From a different angle... You say your ex already talks bad about you. How will the children feel when they find out you abandoned them? That you chose not to contribute to them? If terminating support were possible, which it isn't unless you are terminating parental rights to clear the way for adoption, you would be creating a bigger problem. You think the children don't like you now because of what their mother tells them? Just wait until they find out you don't want to take responsibility for them.

I'm sorry you made a poor choice in a spouse and mother to your children, but there are consequences to our actions. Child support is the consequence of broken homes.

ScottGem
May 26, 2015, 06:00 AM
First, visitation and child support are treated separately in NY courts. Second, No court is going to terminate your rights just to get you out of child support. So, if you have a child support order you will need to pay that amount whether you see your children or not.


I didn't have money and her lawyer got me to give away any custody.

You couldn't afford NOT to have an attorney and are paying the price for not having proper representation. Now you absolutely need one if you are going to affect any change.

Raw records =>

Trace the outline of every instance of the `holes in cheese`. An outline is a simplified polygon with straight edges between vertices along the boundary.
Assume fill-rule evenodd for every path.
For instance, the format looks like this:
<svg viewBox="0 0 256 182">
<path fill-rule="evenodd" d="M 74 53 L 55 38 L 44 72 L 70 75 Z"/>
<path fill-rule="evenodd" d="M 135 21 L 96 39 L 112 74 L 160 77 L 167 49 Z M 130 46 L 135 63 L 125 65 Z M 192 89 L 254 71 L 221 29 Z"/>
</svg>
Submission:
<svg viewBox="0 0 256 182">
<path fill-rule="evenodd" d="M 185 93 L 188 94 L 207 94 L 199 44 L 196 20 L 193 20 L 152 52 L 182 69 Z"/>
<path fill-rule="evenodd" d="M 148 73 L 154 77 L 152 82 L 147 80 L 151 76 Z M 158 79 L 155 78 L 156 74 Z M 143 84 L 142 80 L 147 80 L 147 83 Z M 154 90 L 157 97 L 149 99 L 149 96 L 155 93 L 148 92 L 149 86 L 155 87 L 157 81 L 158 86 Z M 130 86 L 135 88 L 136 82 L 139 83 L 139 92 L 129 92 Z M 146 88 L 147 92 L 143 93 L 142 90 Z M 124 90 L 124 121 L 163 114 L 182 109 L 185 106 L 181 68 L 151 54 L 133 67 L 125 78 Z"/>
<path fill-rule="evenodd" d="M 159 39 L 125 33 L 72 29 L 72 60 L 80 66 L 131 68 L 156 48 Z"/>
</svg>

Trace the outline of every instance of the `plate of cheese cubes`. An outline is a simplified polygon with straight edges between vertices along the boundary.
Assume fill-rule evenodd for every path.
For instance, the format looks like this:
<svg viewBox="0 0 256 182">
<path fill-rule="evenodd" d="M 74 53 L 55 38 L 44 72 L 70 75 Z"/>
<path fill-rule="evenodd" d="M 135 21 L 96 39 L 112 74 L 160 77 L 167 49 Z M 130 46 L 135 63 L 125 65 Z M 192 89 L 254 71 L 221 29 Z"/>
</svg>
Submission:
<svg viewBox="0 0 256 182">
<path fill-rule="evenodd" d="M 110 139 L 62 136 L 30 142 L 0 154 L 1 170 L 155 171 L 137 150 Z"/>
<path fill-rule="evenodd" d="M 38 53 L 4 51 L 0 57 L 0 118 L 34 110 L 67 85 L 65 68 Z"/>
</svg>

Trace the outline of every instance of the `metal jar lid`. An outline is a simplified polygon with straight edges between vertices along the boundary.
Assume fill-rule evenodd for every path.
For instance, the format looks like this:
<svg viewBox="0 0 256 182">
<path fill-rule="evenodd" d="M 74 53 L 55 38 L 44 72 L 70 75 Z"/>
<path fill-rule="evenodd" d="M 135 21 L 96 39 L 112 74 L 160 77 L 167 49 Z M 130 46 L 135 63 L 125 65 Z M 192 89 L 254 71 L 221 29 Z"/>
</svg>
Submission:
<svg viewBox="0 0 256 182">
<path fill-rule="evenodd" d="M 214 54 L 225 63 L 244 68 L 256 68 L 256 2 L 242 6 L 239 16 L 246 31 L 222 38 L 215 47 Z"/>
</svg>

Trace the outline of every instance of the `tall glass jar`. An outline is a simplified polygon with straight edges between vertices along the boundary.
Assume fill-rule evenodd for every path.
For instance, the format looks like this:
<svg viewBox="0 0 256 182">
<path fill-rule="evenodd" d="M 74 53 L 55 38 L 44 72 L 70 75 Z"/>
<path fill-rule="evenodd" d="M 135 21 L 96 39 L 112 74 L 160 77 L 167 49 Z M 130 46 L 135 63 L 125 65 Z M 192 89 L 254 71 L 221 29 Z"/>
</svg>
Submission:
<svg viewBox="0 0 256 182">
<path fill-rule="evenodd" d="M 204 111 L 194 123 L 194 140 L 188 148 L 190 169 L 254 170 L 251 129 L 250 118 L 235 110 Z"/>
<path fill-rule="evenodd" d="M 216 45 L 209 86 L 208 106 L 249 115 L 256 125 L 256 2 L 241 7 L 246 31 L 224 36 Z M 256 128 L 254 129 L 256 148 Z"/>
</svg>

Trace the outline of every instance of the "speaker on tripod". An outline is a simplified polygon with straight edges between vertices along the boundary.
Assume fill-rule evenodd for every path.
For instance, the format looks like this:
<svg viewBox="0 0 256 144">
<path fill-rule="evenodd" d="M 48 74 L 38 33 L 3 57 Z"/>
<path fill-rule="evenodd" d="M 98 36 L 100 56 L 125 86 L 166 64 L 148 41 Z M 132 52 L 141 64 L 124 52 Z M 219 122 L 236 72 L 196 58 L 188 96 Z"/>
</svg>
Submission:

Instruction A =>
List every sentence in the child support discussion's opening paragraph that ends with a question mark.
Instruction B =>
In the child support discussion, how are visitation and child support treated in NY courts?
Instruction C =>
Continue the child support discussion, picking up after its final sentence.

Final answer A =>
- How will the children feel when they find out you abandoned them?
- That you chose not to contribute to them?
- You think the children don't like you now because of what their mother tells them?

Final answer B =>
They are treated separately.

Final answer C =>
I have no visitation. ... I have tried for 3 years now to see them and spend time with them.... My 5 year old son asked me "Why do you make bad decisions?" last time I had them.

So you have no court ordered visitation, yet apparently you can see them. Under what circumstances are you able to see them? What have you tried during the 3 years you tried to see them?

If I were you, I would go back to court and fight for a specific visitation schedule. I would also ask the court that the children be seen by a specialist to determine if they have truly been poisoned against you. That will create ammunition that can be used against her. But you need an attorney first. At the same time you should fight for reduced support on the basis of her income vs yours.